• ASSIGNMENT
Exactly as written, output each of the entries below.

• Point localization data
**********

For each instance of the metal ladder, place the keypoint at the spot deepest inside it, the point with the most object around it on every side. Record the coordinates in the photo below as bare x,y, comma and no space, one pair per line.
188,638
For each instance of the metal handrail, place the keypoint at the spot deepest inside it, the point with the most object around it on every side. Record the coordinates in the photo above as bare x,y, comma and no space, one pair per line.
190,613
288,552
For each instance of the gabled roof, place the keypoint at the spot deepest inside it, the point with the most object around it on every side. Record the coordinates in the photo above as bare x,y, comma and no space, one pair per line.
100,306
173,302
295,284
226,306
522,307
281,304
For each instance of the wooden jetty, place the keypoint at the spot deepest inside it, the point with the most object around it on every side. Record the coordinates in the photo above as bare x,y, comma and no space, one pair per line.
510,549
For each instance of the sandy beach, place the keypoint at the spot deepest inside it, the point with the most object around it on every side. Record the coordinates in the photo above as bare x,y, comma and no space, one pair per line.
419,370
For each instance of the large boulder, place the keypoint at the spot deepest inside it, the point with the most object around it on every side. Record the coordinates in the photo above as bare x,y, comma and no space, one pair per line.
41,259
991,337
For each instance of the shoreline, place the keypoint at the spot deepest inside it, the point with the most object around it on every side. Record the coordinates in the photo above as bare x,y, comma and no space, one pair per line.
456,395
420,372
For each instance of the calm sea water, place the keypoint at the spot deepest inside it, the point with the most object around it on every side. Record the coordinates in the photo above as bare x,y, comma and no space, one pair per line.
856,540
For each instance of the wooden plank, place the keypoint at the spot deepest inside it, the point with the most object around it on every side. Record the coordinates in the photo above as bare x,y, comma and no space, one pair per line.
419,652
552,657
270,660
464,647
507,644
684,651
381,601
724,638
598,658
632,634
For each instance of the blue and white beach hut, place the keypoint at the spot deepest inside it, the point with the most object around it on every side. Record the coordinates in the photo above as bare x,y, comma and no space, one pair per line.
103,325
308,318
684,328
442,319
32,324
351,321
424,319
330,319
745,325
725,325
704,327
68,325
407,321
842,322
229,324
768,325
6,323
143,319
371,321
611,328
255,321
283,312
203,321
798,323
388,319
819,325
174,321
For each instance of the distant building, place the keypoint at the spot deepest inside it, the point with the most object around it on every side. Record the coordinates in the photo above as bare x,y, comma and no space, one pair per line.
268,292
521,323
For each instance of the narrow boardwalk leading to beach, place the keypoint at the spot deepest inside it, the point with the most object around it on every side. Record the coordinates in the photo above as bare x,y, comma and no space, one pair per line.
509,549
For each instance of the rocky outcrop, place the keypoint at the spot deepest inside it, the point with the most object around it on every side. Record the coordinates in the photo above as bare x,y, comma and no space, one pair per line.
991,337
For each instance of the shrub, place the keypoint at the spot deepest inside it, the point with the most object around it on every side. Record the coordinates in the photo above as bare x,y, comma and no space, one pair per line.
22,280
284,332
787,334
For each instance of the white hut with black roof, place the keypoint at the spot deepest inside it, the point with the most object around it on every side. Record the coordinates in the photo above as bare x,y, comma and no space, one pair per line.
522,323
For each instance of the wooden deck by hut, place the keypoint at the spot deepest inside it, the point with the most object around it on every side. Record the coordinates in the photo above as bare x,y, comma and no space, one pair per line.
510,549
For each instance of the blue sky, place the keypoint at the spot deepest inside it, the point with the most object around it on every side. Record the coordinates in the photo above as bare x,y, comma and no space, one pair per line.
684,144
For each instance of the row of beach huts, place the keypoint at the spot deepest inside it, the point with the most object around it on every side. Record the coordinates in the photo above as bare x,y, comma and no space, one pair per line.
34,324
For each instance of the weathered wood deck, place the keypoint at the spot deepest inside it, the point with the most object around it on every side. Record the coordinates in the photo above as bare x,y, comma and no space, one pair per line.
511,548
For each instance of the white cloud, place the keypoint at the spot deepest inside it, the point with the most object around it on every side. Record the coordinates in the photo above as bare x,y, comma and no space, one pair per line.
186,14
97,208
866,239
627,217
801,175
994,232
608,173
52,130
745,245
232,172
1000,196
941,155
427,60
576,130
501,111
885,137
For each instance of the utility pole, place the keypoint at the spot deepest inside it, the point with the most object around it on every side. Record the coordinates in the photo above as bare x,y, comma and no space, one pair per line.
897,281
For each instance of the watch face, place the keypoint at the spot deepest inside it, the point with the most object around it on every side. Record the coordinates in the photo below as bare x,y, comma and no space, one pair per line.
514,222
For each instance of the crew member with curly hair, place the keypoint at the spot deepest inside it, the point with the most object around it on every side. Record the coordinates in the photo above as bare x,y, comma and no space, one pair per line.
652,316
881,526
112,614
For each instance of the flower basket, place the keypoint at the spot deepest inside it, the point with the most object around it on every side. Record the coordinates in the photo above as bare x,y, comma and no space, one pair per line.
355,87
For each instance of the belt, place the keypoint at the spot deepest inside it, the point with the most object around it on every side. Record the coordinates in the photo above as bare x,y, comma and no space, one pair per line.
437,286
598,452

**********

• TASK ANSWER
For each instance of the metal ladder, place the keypoint at the spot deepest inside it, the point with the most object around it on every side. Record the coordinates in the photo below as bare x,y, comma and no space, one pair per line.
188,638
For each instance of the metal handrail, place the keypoint at the spot deepest inside it, the point with the most object around it on every side. Record the coordinates in the photo above as bare x,y, comma and no space, one pair per line.
190,613
288,552
For each instance of the gabled roof, place the keypoint at the spot deepest inside it, the point with the most object around it on every side. Record the coordinates in the photo above as bare x,y, comma and no space, one pair per line.
100,306
173,302
295,284
226,306
522,307
281,304
For each instance of the wooden jetty, place the keypoint at the spot deepest inside it, the point with the most object around it on every side. Record the coordinates in the photo above as bare x,y, comma and no space, one pair per line.
510,549
For each instance of the sandy beach, place the keypoint at the spot deepest inside it, the point with the most object around it on every side. Record the coordinates in the photo above as bare x,y, comma and no space, one pair per line.
419,370
For each instance of the large boulder, place the keypoint at the spot deepest inside it, the point with the most object around it on every side. Record the coordinates in the photo above as bare x,y, comma and no space, one pair per line.
41,259
991,337
For each instance of the shoreline, place the keypoint at the spot deepest inside it, the point with the most object around it on every side. Record the coordinates in the photo above as bare x,y, comma and no space, one pair per line.
456,395
420,372
For each instance of the calm sea water, place the keypoint at the spot deepest inside it, the point with the most object around it on every side. Record the coordinates in the photo above as bare x,y, comma and no space, one pair per line.
856,540
For each instance of the wooden plank, place the keypoint at the spot deepest inside it, the point with the most object around it on every side. Record the coordinates in the photo above as bare x,y, comma and no space, one pair per line.
419,652
552,657
270,660
464,647
507,644
684,651
381,601
724,638
598,658
632,634
For each instance of the blue and white beach hut, place the keypoint at the spot deepest inside it, the point with the most object around it on every side. Record the coordinates in the photo above as bare x,y, comma and no space, one pair per line.
103,325
308,318
684,328
442,319
32,324
351,321
424,319
330,319
745,325
725,325
704,327
68,325
407,321
842,322
229,324
768,325
6,323
143,319
371,321
611,328
255,321
283,312
203,321
798,323
388,319
819,325
174,321
For each instance of the distant building, place the keypoint at the spot deepest inside it, the point with the most object around it on every side. Record the coordinates in the photo above as bare x,y, comma and no space, one pair per line.
268,292
521,323
For each instance of the narrow boardwalk leading to beach, place the keypoint at the spot deepest inside it, the point with the most object around it on every side. Record the coordinates in the photo above as bare x,y, comma and no space, one pair per line.
509,549
For each instance of the rocky outcrop, place the keypoint at the spot deepest inside it, the point with the most object around it on every side. Record the coordinates in the photo above as bare x,y, comma and no space, one pair per line.
991,337
For each instance of the shrub, place the keypoint at the spot deepest inside it, the point with the most object around it on every side. Record the coordinates in the photo above as bare x,y, comma and no space, one pair per line.
22,280
284,332
787,334
For each instance of the white hut with black roof, place the keypoint at the spot deepest inside it, the point with the most object around it on every side. Record the coordinates in the photo above as bare x,y, comma and no space, one pair per line.
522,323
For each instance of the wooden deck by hut, place the keypoint at the spot deepest inside it, the point with the most object around it on every side. Record the coordinates in the photo above as bare x,y, comma and no space, one pair per line.
510,549
For each instance of the blue sky, place the keypoint at the spot deepest inside it, the point with the most object around it on every side. Record the coordinates in the photo above as bare x,y, comma and no space, one pair per line.
684,144
For each instance of the row of beach huts, place the keypoint at the spot deepest inside it, the point with the most object around it on every side. Record the coordinates in the photo above as bare x,y, comma and no space, one pair per line.
34,324
For each instance of the weathered wood deck, place the keypoint at the spot deepest inside it, the point with the most object around it on every side. Record the coordinates in the photo above as bare x,y, comma and no space, one pair per line.
511,548
For each instance of the white cloud, place the keypoint at the spot deepest inside it, the point with the most object around it on every side. Record the coordinates in the photo above as bare x,y, comma and no space, one pair per line.
186,14
97,208
866,239
627,217
801,175
994,232
608,173
52,130
745,245
232,172
1000,196
941,155
427,60
576,130
501,111
885,137
For each instance of the utility pole, place the keypoint at the spot deepest inside it, the point with the most object around it on every side. Record the coordinates in the photo above as bare x,y, comma and no space, one pair per line.
897,281
For each instance of the watch face, place the keypoint at the spot deepest inside it, the point with the most object around it on every side. Record the coordinates in the photo below as bare x,y, comma and no space, one pair per line.
514,222
For each instance of the crew member with curly hair, place the keypoint at the spot deepest inside it, the point with the most object around it on every side. Record the coordinates in the photo above as bare x,y, comma and no space, one pair per line.
652,316
881,526
112,614
For each instance of the flower basket, place the keypoint at the spot deepest inside it, the point with the most object around it on every side. Record the coordinates in the photo above as bare x,y, comma and no space, one pair per line.
355,87
For each instance of the belt, place the keypoint at the spot deepest inside it, the point with the most object around it on every side. Record the coordinates in the photo above as bare x,y, comma and no space, one pair per line.
437,286
598,452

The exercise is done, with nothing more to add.